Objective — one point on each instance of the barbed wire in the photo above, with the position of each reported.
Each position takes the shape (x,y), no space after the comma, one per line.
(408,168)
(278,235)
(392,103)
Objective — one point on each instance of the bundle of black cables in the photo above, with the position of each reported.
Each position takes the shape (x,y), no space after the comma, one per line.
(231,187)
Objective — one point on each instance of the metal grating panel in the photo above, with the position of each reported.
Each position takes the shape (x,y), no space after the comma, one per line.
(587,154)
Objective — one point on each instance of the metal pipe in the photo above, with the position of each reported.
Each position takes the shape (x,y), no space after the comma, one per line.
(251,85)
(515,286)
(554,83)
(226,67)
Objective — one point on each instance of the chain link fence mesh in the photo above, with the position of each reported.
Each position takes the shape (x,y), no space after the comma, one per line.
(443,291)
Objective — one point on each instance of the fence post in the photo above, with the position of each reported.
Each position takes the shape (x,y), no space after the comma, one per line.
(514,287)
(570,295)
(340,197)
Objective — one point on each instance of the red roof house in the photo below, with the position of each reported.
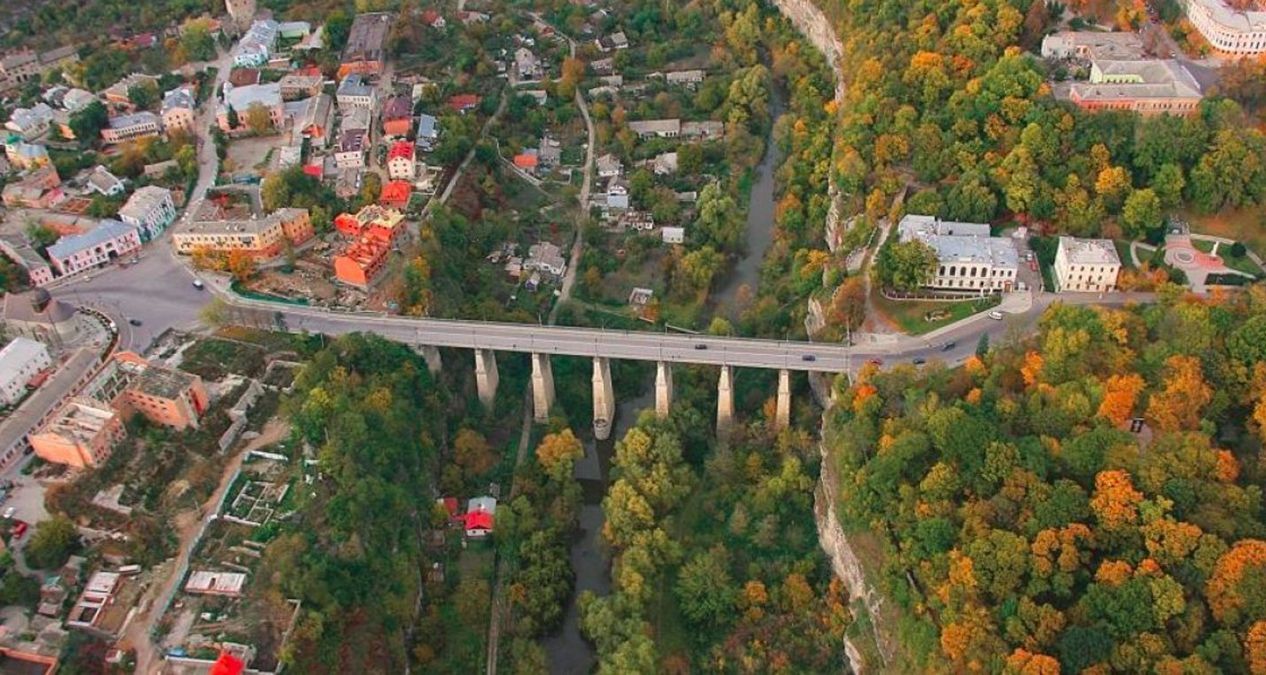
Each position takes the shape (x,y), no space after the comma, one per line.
(463,103)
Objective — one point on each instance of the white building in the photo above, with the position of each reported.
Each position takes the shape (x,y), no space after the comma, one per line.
(19,362)
(1229,31)
(969,258)
(150,209)
(1085,265)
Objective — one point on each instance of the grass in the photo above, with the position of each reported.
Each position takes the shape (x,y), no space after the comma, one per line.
(1124,253)
(910,314)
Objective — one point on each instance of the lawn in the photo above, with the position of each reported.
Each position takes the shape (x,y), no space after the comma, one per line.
(912,314)
(1242,264)
(1124,253)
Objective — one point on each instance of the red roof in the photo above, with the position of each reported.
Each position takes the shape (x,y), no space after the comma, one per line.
(395,193)
(227,665)
(400,148)
(463,101)
(479,519)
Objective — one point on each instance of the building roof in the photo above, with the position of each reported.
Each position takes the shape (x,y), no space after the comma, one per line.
(144,200)
(104,232)
(1079,251)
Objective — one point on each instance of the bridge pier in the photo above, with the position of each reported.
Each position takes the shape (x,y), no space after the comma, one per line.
(783,414)
(662,389)
(542,386)
(432,356)
(486,376)
(604,399)
(724,402)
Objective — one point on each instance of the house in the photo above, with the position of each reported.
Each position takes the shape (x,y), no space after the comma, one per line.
(480,517)
(617,194)
(398,115)
(613,42)
(243,99)
(527,66)
(608,166)
(689,77)
(401,164)
(375,231)
(428,132)
(546,257)
(366,44)
(300,86)
(353,91)
(969,257)
(395,194)
(1232,29)
(433,19)
(104,182)
(179,109)
(256,47)
(150,209)
(123,128)
(550,153)
(119,94)
(351,148)
(31,123)
(313,117)
(214,583)
(707,129)
(656,128)
(98,247)
(463,103)
(20,361)
(82,435)
(25,156)
(1085,265)
(263,238)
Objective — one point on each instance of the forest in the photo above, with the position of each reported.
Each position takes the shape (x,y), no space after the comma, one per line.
(948,99)
(1023,527)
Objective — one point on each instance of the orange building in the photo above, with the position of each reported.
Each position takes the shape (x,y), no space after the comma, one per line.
(375,231)
(81,435)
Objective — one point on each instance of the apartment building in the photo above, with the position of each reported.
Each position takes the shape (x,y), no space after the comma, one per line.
(20,361)
(261,237)
(1085,265)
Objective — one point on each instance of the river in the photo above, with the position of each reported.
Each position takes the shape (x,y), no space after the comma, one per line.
(567,651)
(758,232)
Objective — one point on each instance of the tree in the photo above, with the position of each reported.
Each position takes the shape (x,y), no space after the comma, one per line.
(52,543)
(705,590)
(1141,214)
(241,265)
(257,118)
(904,266)
(472,454)
(558,452)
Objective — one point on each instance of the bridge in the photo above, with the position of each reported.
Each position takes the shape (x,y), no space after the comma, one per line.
(486,338)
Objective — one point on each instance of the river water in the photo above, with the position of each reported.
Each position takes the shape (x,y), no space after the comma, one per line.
(567,651)
(758,233)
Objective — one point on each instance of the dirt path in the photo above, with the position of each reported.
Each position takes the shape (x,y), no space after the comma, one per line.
(189,527)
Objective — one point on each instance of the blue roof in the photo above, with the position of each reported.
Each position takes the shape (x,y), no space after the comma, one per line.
(106,231)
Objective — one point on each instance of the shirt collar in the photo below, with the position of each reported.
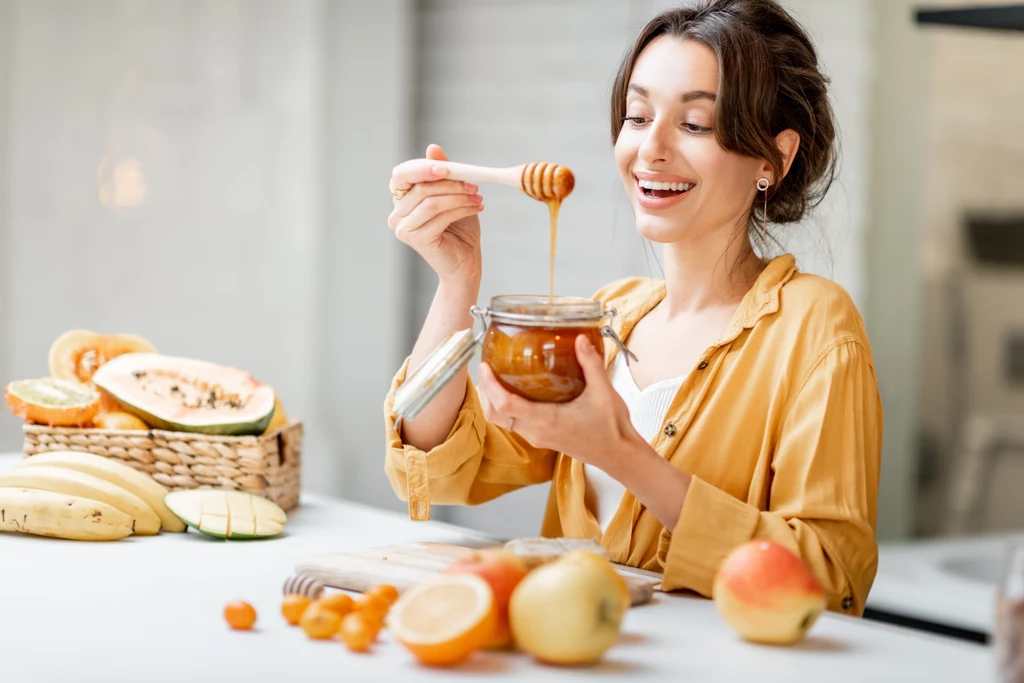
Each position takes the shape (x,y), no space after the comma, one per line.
(760,300)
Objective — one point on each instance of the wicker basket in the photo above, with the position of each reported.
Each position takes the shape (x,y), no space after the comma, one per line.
(268,465)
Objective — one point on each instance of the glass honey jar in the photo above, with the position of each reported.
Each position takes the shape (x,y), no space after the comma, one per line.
(527,340)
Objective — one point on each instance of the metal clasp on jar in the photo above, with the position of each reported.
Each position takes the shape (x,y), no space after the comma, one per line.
(482,314)
(606,331)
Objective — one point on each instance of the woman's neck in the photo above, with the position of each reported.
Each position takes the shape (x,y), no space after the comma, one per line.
(708,272)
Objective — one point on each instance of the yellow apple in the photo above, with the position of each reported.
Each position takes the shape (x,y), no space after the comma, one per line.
(767,594)
(568,611)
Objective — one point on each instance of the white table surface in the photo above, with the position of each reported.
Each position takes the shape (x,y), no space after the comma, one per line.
(913,580)
(148,609)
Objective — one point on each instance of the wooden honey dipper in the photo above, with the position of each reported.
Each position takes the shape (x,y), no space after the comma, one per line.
(541,180)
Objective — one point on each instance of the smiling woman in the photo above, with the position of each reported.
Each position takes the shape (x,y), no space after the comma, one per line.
(745,404)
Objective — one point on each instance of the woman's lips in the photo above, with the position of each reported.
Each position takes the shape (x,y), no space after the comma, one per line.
(662,199)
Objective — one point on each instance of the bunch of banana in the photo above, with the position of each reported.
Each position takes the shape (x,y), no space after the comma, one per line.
(83,497)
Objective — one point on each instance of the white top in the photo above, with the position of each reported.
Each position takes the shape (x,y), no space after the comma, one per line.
(160,599)
(647,411)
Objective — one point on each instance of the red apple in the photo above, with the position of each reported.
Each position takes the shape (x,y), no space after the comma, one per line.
(767,594)
(503,571)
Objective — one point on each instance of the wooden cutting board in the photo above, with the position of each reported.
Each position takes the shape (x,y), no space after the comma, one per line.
(408,564)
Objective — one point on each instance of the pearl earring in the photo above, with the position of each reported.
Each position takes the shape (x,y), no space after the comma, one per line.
(763,185)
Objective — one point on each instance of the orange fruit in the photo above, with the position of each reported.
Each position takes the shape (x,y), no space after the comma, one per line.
(385,591)
(292,607)
(443,621)
(341,603)
(370,603)
(240,615)
(320,623)
(356,632)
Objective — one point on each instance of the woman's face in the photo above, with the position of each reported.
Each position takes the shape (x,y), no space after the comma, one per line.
(669,137)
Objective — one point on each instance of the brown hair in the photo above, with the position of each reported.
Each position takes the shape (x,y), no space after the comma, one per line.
(768,81)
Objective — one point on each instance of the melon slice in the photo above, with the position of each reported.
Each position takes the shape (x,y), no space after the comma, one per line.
(77,353)
(227,514)
(53,401)
(187,395)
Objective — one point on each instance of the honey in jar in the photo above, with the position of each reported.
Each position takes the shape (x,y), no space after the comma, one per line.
(527,340)
(530,344)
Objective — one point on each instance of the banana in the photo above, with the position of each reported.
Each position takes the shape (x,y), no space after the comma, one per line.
(139,483)
(60,516)
(73,482)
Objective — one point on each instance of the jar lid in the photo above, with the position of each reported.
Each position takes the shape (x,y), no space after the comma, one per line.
(435,371)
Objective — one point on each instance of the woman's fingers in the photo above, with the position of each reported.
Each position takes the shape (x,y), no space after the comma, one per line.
(408,173)
(429,230)
(431,208)
(422,190)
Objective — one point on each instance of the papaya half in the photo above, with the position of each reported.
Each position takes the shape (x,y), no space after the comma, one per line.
(185,394)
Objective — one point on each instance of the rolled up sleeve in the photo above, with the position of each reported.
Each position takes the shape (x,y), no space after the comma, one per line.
(476,462)
(823,496)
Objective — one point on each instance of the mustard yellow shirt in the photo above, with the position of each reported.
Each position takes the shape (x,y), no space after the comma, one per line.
(779,425)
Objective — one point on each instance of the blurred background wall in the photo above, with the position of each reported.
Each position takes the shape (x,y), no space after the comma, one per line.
(213,176)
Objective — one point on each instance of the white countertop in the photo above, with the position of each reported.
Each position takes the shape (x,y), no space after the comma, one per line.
(950,581)
(148,609)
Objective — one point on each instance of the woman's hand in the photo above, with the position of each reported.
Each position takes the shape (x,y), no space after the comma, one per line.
(438,217)
(594,427)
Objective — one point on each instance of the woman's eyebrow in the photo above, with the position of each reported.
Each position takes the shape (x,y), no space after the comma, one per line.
(686,96)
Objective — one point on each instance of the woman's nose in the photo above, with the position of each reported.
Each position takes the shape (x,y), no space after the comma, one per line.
(656,146)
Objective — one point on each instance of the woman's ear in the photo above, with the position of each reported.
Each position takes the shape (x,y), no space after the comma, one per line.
(788,142)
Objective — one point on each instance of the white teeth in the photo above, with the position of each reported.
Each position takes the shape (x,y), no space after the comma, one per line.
(674,186)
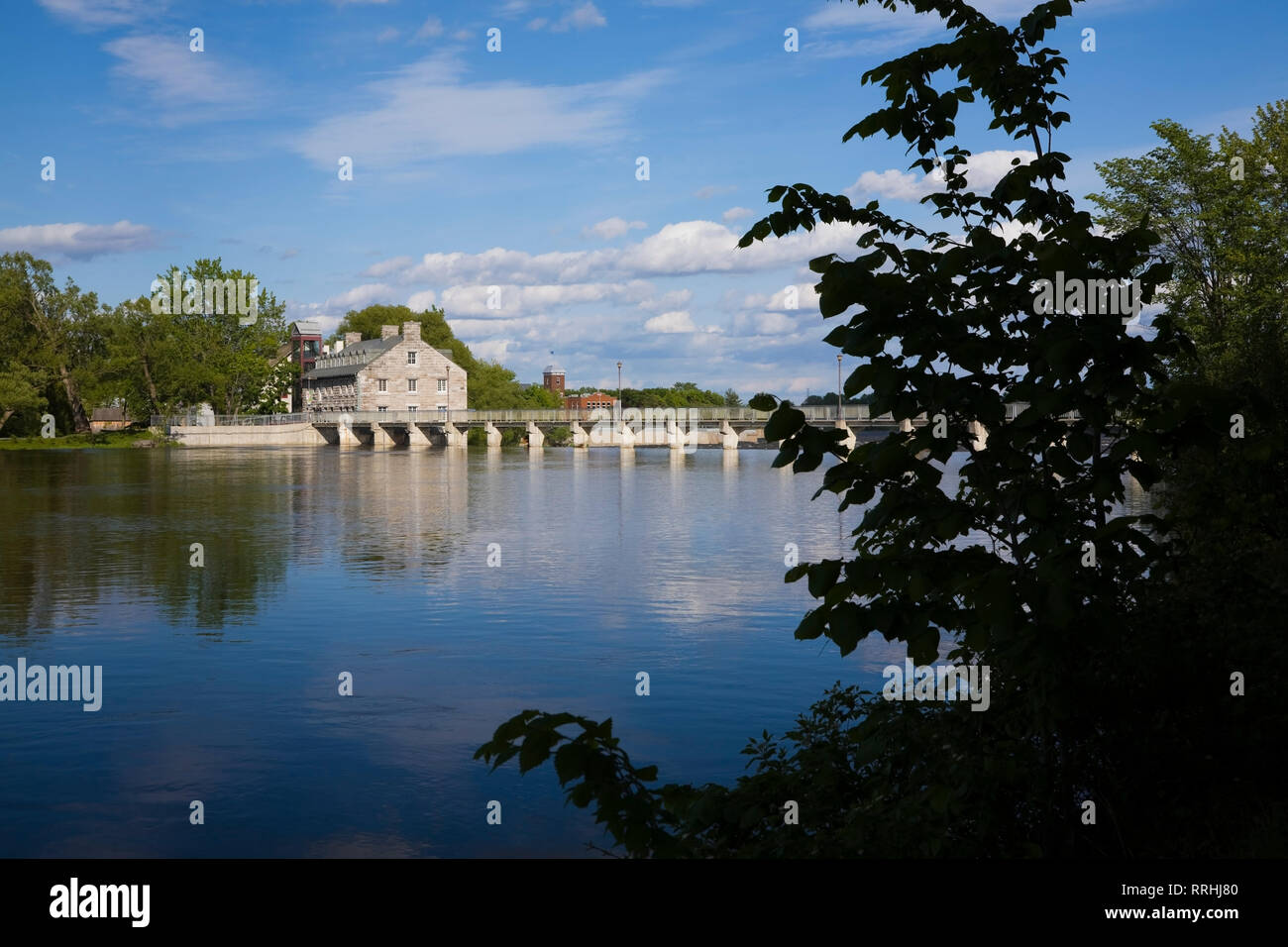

• [ACTIVITY] Scan the data above; copy every line where "house" appears.

• [ANSWER AREA]
Objective — one point on each instance of the red roof house in the photo below, with the position of each reported.
Objective — one point on each instance of the house in the photo above, with the position of each reported.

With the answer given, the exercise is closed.